WHAT IS NEEDED :: Restate the data word for word and leave the images out.

DATA TO USE ::
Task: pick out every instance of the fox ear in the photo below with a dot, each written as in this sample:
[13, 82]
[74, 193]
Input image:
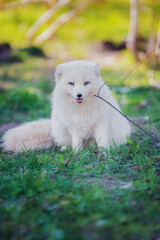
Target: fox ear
[97, 68]
[58, 72]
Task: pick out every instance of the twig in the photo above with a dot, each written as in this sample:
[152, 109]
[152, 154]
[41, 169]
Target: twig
[45, 17]
[23, 4]
[128, 118]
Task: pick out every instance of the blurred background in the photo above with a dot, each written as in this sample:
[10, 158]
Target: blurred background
[35, 35]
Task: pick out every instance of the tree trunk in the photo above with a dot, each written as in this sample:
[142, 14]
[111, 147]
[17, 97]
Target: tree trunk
[133, 28]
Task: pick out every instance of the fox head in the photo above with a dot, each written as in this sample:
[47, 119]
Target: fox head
[78, 80]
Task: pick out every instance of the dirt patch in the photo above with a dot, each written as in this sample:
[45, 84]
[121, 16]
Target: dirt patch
[7, 126]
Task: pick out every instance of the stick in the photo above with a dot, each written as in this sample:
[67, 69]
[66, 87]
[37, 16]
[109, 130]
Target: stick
[128, 118]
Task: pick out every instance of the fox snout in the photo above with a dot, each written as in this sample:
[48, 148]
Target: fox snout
[79, 95]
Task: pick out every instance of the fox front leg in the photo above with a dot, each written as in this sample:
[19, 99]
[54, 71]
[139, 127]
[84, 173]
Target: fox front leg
[100, 135]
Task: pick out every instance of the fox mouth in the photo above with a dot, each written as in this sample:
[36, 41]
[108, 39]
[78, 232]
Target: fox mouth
[79, 100]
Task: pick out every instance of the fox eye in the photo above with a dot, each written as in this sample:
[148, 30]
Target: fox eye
[71, 83]
[86, 83]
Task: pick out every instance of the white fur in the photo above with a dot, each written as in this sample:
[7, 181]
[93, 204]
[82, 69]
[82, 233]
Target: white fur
[74, 123]
[71, 122]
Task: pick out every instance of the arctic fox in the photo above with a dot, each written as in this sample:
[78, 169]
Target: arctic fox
[77, 115]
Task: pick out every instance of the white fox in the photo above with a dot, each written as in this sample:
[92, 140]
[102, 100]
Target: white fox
[77, 115]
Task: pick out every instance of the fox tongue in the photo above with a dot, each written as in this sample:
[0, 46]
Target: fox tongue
[79, 100]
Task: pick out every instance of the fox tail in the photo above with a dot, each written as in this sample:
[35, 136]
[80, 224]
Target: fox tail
[32, 135]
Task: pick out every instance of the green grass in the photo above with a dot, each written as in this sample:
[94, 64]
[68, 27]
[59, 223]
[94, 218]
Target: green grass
[95, 197]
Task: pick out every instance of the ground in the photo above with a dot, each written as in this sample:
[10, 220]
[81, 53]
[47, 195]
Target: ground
[93, 196]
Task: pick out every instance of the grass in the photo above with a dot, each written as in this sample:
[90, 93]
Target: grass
[94, 197]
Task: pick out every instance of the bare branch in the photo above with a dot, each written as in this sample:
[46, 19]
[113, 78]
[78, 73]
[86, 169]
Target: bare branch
[23, 3]
[48, 33]
[45, 17]
[128, 118]
[134, 68]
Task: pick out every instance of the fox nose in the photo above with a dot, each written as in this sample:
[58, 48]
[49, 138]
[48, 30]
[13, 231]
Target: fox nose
[79, 95]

WORKED SOLUTION ::
Task: pick out every instance of the fox ear in the photo below with a dot, each written as in this sample:
[13, 82]
[74, 193]
Input image:
Target: fox ear
[97, 68]
[58, 72]
Task: pick out every instance of the twig in the photo above with a dot, each written as in this sample:
[152, 109]
[152, 154]
[41, 169]
Target: twig
[45, 17]
[23, 4]
[128, 118]
Task: pick out every instance of the blurred background in the photo above with a dot, each written as in this sample:
[10, 158]
Target: blurred background
[35, 35]
Task: pick out every instance of the tree trunk in the photo above with a dot, each written as in this sample:
[142, 14]
[111, 147]
[17, 97]
Target: tree trunk
[133, 28]
Task: pick out every instance of the fox head in the photo above with a dot, each written as in this sample:
[47, 119]
Target: fox head
[78, 80]
Task: pick out every instance of the dirt patch in the photo above with a dot, each written as in this sample:
[45, 84]
[121, 16]
Target: dirt patch
[7, 126]
Task: pick out every instance of the stick in the photo above with a dot, each written as in this sample:
[67, 69]
[66, 87]
[37, 16]
[109, 130]
Target: stick
[128, 118]
Task: pick out every instance of the fox snout in the photo above with a dot, each written as in this sample:
[48, 148]
Target: fox snout
[79, 95]
Task: pick out every instance of the fox front leg in the photo above with a dot, each written as in this sample:
[19, 99]
[54, 71]
[139, 127]
[84, 173]
Target: fox front leg
[100, 135]
Task: pick out every instance of the fox mouth in the photo above with a dot, each written as in this sample:
[36, 41]
[108, 39]
[78, 232]
Target: fox mouth
[79, 100]
Task: pick out every instance of the fox eye in the photo above with a dot, each written as in this sample:
[148, 30]
Target: fox eye
[71, 83]
[86, 83]
Task: pick out every instance of the white fur in the photo above with a dot, each written as in this sample:
[7, 181]
[93, 204]
[82, 69]
[82, 233]
Target: white fur
[74, 123]
[71, 122]
Task: pick out every instance of the arctic fox in the photo above with a dot, each written as in this sample:
[78, 169]
Target: arctic fox
[77, 115]
Task: pick out every instance of the white fox in the photo above with a dot, each written as in this sample:
[92, 140]
[102, 100]
Target: white fox
[77, 115]
Task: pick out every instance of the fox tongue in the photo above with a dot, each written as in this sample:
[0, 46]
Target: fox tongue
[79, 100]
Task: pick out every instance of the fox tail in the photo above with a dot, each written as in this sample:
[35, 136]
[80, 224]
Target: fox tail
[32, 135]
Task: pick out every instance of the green grass in the photo above with a dot, each written as in this sample:
[94, 64]
[68, 27]
[59, 223]
[94, 218]
Target: green grass
[95, 197]
Task: pick out every instance of the ground in the photo above with a dot, each written as in this sample:
[10, 220]
[81, 53]
[47, 195]
Target: ground
[93, 196]
Task: pick out every instance of the grass in the photo above with a dot, each written as in this sample:
[90, 93]
Target: grass
[94, 197]
Task: pick out every instance of the bare branch in the photo above with a dot, each written as in this sample:
[46, 19]
[113, 78]
[78, 73]
[86, 169]
Target: bare branch
[23, 3]
[48, 33]
[45, 17]
[128, 118]
[134, 68]
Task: pick out every instance of the fox nose in the photo above with a dot, each written as in this sample:
[58, 48]
[49, 138]
[48, 30]
[13, 231]
Target: fox nose
[79, 95]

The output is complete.